=== WHAT TO PRODUCE ===
List every line in the entries below that contains the string "tidal", matching case exactly.

Dataset entries
....

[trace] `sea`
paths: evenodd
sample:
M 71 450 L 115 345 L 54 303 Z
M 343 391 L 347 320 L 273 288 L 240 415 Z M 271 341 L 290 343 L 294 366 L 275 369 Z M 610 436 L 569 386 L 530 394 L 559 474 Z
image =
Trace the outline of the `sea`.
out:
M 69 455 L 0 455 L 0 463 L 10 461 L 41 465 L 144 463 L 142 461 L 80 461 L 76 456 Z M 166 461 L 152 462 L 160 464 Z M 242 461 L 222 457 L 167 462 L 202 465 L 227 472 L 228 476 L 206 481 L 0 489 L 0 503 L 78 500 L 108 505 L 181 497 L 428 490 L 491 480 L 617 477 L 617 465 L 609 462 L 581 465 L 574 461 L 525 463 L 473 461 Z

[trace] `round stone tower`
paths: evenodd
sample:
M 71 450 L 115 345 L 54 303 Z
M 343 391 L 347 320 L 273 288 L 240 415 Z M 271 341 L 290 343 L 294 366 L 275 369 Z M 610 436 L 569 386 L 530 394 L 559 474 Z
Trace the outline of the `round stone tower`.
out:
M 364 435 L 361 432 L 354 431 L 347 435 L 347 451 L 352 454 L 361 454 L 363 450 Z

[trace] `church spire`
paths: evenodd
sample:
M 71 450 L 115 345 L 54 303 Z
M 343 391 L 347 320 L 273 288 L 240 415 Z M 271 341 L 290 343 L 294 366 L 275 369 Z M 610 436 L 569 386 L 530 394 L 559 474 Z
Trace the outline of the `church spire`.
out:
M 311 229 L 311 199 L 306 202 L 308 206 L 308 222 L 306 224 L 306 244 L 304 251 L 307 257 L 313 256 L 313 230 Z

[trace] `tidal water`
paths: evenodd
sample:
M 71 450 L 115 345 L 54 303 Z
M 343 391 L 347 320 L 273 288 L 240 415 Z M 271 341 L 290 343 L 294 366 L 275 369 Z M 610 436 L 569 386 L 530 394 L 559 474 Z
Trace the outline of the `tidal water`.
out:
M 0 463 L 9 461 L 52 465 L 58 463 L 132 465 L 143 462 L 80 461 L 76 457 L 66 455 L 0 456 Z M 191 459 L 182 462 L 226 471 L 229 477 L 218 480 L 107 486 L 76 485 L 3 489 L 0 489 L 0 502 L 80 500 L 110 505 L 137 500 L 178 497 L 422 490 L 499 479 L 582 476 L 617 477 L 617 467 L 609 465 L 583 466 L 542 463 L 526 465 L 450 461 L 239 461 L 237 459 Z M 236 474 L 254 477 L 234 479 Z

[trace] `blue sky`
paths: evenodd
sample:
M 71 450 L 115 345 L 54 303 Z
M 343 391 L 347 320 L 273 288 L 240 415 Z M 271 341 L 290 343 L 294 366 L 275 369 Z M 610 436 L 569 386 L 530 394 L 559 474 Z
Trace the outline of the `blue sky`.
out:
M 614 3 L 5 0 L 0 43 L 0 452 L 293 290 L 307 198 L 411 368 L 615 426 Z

....

=== FINAL ANSWER ===
[trace] `tidal water`
Trace the outline of the `tidal water`.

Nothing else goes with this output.